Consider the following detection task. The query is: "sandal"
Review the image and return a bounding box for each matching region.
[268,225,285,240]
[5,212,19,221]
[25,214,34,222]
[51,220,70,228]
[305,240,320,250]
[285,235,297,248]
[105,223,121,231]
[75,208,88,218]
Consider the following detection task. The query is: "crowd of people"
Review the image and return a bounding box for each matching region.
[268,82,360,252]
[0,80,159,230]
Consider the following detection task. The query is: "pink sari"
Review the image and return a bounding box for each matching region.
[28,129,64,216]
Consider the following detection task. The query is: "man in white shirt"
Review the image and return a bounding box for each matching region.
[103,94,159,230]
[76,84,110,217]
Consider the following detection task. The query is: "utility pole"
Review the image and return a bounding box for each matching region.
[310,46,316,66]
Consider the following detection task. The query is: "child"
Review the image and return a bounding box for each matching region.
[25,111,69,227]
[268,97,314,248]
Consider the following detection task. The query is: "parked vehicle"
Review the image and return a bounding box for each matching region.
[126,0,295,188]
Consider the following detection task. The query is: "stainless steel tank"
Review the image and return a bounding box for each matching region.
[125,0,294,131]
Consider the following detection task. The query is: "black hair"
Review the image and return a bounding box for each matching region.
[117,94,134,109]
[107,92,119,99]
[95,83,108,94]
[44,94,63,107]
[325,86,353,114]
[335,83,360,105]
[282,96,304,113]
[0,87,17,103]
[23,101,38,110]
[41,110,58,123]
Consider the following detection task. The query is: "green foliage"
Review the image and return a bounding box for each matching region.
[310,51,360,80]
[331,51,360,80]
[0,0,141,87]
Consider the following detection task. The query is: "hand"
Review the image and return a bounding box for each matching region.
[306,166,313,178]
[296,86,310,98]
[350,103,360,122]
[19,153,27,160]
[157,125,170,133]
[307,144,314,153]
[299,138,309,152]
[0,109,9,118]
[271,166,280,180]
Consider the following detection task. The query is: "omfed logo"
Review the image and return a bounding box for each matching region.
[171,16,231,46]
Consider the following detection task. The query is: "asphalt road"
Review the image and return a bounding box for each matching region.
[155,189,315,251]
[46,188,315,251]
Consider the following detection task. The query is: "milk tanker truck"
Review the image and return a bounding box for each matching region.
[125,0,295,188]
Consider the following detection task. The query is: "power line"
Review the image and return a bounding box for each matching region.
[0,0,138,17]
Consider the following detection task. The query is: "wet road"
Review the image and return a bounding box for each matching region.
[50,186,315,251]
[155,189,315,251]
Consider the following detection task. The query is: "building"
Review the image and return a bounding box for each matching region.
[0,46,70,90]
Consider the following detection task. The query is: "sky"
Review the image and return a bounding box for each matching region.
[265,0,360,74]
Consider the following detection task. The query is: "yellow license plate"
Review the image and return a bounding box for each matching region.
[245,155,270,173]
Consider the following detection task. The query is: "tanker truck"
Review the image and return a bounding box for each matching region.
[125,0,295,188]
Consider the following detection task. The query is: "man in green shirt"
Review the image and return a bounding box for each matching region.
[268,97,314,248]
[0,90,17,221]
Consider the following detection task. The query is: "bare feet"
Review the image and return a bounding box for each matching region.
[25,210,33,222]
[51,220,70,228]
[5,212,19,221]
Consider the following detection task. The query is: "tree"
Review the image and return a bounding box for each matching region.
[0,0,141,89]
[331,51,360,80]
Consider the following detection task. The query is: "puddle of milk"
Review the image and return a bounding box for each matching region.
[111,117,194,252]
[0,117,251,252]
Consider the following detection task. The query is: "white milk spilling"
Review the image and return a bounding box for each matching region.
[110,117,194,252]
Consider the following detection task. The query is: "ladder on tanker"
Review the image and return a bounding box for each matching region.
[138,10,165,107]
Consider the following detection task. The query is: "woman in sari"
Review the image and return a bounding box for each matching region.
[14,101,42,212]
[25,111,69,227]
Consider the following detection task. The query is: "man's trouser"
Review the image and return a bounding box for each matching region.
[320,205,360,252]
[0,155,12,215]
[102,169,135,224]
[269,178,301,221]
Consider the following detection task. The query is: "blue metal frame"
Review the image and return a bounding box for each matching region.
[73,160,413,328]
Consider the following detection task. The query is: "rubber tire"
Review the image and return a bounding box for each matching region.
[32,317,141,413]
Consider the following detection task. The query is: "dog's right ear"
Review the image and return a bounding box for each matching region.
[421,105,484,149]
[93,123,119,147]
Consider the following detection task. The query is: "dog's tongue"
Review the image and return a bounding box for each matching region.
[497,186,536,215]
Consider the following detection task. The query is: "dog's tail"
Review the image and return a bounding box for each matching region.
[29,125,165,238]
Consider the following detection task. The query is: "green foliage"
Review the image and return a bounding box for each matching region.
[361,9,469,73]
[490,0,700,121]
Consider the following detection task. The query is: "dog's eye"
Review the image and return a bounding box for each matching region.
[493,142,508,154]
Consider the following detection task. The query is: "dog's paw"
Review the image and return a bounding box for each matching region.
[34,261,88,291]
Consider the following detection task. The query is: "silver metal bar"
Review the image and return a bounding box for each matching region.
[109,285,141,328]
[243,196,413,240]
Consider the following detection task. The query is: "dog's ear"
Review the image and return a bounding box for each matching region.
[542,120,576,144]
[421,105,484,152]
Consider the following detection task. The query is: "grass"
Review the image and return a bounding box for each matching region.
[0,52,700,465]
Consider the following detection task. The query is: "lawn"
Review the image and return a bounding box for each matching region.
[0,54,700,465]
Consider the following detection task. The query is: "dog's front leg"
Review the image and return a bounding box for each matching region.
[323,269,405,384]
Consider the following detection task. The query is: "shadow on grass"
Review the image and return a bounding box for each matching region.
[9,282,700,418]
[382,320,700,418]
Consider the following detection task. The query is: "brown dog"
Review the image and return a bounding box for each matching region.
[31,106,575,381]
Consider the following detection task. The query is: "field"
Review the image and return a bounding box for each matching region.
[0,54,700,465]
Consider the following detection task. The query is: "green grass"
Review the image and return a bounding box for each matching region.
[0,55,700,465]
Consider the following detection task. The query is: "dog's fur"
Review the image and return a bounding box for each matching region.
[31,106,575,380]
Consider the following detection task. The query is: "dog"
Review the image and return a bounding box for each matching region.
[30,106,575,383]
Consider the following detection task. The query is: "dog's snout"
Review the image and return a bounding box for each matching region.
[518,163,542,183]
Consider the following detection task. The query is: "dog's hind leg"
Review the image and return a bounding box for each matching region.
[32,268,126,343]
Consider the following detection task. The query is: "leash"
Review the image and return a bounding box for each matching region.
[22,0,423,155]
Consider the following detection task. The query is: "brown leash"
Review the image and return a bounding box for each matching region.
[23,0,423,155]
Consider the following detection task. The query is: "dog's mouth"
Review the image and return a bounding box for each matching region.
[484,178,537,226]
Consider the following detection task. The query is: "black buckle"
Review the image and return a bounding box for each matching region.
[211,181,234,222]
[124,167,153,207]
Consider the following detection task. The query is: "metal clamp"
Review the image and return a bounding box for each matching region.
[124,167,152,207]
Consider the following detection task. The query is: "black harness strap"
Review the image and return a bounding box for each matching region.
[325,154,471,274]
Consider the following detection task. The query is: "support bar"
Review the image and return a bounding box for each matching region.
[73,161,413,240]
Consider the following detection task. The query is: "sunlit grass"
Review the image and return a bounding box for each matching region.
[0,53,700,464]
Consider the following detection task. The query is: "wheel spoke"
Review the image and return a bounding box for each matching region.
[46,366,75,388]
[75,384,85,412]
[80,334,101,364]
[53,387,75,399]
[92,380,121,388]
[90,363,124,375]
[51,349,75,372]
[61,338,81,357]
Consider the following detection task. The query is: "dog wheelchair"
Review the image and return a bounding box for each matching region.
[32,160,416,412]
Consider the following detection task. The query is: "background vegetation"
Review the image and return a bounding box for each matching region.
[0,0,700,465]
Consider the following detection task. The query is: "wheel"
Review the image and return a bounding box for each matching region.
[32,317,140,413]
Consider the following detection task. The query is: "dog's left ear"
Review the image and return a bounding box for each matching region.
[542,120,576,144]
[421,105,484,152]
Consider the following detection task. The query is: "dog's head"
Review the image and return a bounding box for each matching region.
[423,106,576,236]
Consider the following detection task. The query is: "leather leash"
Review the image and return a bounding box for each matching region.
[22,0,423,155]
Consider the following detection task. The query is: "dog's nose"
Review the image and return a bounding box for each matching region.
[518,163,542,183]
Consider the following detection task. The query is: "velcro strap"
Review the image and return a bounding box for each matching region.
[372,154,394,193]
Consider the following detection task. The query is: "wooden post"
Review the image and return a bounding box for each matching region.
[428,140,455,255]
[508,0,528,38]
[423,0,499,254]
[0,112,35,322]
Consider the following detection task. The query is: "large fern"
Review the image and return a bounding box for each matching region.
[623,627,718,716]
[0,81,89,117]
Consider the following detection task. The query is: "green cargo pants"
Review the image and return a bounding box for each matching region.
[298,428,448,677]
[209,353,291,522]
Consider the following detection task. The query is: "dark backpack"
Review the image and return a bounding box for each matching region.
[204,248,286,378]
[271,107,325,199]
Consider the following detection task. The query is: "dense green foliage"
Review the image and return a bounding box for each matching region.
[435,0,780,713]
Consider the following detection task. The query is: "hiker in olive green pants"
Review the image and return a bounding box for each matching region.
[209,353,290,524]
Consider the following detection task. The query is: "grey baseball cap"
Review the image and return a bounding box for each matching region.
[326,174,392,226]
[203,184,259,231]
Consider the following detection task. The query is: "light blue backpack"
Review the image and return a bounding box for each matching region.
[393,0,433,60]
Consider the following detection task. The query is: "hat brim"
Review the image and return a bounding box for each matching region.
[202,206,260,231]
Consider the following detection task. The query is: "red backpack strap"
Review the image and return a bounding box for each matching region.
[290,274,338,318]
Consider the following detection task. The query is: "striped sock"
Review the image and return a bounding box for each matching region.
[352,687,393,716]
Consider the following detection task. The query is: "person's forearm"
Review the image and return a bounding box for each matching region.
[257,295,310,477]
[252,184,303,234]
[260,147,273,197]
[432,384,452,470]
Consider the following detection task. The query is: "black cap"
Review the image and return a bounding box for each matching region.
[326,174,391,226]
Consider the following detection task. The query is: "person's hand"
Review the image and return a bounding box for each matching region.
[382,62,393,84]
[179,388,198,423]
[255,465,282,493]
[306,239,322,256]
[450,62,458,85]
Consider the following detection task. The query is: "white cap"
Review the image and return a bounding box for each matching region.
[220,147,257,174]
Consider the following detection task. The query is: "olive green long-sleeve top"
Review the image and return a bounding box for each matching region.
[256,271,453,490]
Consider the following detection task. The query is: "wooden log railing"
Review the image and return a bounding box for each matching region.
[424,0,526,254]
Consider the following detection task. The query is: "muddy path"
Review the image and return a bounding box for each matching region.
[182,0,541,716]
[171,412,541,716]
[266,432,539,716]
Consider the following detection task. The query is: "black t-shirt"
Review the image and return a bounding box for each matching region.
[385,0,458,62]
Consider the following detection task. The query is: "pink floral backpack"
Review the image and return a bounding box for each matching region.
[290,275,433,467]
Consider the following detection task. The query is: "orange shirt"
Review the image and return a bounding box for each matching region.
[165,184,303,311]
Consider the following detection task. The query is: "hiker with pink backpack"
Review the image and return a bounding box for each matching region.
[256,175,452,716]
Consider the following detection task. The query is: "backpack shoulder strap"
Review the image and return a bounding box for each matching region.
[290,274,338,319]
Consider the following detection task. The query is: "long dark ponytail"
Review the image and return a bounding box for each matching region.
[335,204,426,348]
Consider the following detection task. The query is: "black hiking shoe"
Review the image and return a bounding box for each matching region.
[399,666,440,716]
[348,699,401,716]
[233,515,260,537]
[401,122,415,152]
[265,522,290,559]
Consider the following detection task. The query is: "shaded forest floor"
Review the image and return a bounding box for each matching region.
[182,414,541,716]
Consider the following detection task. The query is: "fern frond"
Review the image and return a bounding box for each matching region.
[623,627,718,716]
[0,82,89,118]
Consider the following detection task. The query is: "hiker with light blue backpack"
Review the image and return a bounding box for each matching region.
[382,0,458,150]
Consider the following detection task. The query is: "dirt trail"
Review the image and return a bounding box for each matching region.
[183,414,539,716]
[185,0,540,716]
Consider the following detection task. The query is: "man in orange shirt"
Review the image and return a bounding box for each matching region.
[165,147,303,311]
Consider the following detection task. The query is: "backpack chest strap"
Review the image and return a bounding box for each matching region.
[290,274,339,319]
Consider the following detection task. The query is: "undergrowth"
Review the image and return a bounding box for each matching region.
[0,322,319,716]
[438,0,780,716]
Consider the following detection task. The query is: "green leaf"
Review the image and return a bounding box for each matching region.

· · · · ·

## WHAT IS BEING ASKED:
Reproduce character for character the part of the entries that opens with the first line and closes with the line containing "[28,129,64,216]", both ends included.

## WRITTEN SOLUTION:
Consider the following detection task. The query is: "sandal"
Review the image and return a bounding box for each matching region.
[268,225,285,240]
[5,212,19,221]
[25,214,34,222]
[51,220,70,228]
[305,240,320,250]
[285,235,297,248]
[105,223,121,231]
[75,208,88,218]
Consider the following detection task. The query is: "crowd of people"
Review the image and return a bounding box for each matching region.
[268,82,360,252]
[0,80,159,230]
Consider the following detection task. The query is: "pink sari"
Review the image and return a bounding box for each matching region.
[28,129,64,216]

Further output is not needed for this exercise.